→ Problem to solve: Write each of the records out again exactly.

BEGIN Exercise data

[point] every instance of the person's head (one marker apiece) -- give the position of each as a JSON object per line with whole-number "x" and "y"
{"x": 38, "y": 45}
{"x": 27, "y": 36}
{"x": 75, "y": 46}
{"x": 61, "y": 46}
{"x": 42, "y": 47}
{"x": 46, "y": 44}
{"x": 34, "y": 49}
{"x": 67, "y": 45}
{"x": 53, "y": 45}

END Exercise data

→ Written solution:
[point] every instance of the person's head (one marker apiece) -- give the position of each as a JSON object per line with whole-number "x" and "y"
{"x": 38, "y": 45}
{"x": 27, "y": 36}
{"x": 75, "y": 46}
{"x": 61, "y": 46}
{"x": 42, "y": 47}
{"x": 46, "y": 44}
{"x": 34, "y": 49}
{"x": 67, "y": 45}
{"x": 53, "y": 45}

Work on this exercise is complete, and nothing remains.